> [INFORMATION]

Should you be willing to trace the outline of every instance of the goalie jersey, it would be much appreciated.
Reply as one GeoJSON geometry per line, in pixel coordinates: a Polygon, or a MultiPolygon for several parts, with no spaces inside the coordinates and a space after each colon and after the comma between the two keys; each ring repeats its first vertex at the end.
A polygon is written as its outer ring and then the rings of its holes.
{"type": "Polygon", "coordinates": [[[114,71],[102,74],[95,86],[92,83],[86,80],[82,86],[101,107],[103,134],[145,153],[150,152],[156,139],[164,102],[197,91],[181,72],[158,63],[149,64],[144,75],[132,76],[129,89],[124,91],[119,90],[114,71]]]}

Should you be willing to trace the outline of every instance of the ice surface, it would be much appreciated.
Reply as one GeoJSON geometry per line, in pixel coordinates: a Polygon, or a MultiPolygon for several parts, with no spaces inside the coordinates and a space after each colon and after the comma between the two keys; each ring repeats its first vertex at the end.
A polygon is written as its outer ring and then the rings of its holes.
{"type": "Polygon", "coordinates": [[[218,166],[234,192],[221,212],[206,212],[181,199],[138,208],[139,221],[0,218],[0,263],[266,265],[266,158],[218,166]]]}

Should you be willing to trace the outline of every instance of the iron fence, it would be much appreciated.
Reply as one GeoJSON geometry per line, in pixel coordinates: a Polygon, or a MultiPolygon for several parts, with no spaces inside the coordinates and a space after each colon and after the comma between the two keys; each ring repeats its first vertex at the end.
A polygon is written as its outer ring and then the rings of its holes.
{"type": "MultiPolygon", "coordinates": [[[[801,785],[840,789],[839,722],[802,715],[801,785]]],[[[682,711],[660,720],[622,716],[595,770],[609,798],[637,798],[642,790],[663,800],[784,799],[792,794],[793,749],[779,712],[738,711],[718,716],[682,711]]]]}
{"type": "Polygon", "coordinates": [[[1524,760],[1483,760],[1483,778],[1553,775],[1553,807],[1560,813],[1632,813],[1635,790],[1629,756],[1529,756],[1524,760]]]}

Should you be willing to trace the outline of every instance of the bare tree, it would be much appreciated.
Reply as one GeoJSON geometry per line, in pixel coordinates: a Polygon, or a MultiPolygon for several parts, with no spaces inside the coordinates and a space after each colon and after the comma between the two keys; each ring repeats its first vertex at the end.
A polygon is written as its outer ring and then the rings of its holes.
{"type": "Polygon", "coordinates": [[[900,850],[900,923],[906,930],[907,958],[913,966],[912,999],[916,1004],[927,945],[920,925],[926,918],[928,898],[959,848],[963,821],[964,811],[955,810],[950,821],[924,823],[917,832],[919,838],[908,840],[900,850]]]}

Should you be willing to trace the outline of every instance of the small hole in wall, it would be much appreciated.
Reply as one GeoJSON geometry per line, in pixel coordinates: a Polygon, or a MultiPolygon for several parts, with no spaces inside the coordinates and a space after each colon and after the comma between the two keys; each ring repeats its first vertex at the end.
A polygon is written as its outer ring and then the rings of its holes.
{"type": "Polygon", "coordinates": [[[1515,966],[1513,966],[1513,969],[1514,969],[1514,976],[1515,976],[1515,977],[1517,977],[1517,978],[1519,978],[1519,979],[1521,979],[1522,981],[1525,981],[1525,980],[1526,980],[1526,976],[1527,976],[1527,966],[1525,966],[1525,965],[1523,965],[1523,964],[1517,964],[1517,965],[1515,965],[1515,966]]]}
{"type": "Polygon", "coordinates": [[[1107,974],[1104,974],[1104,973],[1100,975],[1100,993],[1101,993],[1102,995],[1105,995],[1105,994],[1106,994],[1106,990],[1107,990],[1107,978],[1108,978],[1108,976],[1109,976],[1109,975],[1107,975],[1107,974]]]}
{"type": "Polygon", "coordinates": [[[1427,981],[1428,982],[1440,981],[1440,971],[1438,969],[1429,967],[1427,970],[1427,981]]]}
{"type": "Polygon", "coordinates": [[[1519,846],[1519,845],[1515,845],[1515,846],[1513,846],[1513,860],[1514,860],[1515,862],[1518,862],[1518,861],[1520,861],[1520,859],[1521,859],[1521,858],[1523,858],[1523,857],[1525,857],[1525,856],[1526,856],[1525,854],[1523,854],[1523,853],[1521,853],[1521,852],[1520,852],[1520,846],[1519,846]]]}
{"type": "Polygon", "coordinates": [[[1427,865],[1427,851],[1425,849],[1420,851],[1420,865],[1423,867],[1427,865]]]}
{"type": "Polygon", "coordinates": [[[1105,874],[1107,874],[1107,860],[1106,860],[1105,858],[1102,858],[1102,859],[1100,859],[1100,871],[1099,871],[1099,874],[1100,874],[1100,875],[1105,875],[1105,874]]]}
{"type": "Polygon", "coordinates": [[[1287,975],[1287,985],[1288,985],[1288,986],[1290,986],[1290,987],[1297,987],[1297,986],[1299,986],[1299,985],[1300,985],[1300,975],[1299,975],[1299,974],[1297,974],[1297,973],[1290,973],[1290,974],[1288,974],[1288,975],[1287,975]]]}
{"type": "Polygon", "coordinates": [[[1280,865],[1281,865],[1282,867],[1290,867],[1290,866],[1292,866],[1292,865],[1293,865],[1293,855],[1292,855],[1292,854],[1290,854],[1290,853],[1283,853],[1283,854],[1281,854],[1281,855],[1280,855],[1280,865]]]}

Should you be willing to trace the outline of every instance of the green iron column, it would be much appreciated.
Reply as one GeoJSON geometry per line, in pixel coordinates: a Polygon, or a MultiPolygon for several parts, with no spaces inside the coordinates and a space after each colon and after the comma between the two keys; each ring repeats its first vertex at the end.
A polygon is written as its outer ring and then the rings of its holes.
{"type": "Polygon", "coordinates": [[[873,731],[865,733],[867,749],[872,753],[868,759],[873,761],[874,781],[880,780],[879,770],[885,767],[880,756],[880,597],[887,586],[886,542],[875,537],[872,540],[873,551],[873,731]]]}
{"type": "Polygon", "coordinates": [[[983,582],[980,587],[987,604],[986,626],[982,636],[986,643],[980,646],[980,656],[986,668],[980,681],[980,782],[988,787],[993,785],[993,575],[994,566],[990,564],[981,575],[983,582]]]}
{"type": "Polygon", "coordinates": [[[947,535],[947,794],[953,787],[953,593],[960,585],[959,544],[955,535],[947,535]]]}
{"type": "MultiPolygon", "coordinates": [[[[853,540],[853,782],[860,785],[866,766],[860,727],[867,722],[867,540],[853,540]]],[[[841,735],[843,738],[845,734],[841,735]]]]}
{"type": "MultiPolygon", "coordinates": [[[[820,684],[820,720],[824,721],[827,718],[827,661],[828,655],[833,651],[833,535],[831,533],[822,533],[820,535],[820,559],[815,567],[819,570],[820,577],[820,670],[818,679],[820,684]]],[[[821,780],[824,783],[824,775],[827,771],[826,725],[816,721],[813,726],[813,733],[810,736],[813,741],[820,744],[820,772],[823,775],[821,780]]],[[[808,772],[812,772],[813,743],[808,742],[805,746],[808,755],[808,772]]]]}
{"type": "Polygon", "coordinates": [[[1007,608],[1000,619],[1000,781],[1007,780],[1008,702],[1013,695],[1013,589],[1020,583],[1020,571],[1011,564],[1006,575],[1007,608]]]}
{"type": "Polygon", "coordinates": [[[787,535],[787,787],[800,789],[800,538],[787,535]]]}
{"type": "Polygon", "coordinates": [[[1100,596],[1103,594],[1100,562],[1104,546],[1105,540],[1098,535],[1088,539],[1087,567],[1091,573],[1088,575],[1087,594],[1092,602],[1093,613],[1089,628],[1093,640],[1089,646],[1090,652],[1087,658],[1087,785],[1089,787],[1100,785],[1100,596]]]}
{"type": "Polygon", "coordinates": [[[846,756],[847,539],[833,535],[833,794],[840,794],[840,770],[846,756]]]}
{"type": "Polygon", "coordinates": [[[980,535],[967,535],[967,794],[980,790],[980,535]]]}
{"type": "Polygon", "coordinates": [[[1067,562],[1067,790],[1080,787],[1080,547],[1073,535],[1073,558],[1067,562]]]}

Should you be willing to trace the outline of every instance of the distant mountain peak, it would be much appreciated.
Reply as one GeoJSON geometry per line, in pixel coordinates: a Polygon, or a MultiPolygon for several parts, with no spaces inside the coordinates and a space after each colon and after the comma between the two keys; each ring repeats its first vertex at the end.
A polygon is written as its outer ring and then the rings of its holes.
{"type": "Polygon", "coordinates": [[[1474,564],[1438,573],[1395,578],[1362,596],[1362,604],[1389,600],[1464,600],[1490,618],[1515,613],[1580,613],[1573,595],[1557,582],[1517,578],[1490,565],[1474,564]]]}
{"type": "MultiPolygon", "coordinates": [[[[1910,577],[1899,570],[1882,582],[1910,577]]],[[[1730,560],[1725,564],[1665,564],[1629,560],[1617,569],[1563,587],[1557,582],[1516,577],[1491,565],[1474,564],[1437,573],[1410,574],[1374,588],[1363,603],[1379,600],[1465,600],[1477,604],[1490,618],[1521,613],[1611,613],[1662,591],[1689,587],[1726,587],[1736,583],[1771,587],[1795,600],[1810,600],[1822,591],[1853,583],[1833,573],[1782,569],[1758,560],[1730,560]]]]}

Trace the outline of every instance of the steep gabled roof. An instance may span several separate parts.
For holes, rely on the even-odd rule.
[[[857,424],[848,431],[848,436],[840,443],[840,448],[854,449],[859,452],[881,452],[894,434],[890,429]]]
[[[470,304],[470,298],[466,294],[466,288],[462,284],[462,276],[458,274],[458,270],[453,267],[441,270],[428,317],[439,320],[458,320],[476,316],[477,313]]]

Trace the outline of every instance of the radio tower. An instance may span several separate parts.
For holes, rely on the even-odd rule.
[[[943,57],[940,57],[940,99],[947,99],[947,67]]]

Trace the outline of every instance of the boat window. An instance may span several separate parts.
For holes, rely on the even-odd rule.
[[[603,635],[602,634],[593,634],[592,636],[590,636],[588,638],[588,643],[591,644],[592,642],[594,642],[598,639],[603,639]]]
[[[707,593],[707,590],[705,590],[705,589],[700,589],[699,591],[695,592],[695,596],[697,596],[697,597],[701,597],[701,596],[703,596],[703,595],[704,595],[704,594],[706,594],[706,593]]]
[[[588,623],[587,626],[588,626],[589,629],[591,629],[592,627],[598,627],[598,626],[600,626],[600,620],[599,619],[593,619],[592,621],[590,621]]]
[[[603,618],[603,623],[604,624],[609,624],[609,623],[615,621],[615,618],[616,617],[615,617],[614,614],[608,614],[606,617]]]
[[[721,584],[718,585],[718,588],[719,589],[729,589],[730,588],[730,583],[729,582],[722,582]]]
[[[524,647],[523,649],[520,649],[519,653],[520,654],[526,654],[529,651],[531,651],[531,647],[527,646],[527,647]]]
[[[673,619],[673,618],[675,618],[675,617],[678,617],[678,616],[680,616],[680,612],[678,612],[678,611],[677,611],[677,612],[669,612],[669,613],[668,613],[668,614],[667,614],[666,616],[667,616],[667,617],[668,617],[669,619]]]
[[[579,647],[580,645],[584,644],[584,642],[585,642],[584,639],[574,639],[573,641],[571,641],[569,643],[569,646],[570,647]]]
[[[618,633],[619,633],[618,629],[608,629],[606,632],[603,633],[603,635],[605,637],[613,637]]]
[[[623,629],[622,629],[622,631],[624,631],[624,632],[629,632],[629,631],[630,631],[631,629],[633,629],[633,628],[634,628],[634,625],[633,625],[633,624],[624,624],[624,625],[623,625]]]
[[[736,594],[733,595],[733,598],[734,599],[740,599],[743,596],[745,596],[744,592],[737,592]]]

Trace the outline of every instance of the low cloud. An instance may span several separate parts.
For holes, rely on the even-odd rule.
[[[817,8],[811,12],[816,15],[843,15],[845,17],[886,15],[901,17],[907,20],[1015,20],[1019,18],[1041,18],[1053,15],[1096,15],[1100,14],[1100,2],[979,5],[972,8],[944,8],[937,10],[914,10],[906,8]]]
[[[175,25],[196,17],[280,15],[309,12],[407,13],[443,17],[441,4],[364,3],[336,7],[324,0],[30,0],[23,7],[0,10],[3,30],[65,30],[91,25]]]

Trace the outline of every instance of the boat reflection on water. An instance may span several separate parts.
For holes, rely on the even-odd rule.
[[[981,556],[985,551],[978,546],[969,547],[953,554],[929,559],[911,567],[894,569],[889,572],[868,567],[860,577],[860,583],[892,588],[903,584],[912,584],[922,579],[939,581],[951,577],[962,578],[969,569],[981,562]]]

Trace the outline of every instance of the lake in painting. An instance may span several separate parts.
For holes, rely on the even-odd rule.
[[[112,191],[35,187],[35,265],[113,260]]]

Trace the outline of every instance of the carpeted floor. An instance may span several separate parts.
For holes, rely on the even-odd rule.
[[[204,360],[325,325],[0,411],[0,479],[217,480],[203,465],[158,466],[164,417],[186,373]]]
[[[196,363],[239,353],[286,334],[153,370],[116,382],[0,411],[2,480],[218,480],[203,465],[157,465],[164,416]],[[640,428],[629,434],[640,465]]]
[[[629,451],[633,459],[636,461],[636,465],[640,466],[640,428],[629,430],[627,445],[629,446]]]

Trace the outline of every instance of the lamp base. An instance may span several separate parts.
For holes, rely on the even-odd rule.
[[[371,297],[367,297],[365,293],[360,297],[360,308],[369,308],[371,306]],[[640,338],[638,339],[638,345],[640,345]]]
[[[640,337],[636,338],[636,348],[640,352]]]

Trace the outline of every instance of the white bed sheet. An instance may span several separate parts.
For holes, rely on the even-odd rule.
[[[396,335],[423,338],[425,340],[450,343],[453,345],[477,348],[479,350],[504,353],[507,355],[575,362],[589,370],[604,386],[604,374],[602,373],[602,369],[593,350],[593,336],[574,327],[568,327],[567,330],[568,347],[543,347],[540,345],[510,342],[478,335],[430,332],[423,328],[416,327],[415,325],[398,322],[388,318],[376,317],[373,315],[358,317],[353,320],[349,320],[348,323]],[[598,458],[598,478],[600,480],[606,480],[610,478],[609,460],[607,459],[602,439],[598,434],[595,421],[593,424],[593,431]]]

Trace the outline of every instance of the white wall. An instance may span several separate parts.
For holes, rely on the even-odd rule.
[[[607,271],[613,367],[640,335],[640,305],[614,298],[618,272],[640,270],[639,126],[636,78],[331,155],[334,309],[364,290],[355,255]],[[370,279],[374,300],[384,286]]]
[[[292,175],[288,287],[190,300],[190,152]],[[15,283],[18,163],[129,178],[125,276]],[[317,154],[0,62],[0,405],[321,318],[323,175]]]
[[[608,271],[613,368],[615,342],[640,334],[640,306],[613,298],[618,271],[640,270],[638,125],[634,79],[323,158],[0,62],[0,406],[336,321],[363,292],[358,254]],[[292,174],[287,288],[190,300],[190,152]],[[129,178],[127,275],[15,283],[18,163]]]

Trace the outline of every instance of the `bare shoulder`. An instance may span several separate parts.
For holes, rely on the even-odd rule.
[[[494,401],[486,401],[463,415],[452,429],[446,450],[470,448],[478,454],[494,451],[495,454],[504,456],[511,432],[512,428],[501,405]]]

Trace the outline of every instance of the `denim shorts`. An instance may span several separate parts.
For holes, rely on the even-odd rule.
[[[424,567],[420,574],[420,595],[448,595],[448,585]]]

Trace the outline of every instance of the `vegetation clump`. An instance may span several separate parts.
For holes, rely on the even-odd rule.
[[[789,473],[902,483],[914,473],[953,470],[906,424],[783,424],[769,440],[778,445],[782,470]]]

> [WHAT THIS TASK INVOLVES] For the data shown above, give the number of lines where the word "wall" appears, and nothing else.

> [WRITTEN SOLUTION] 2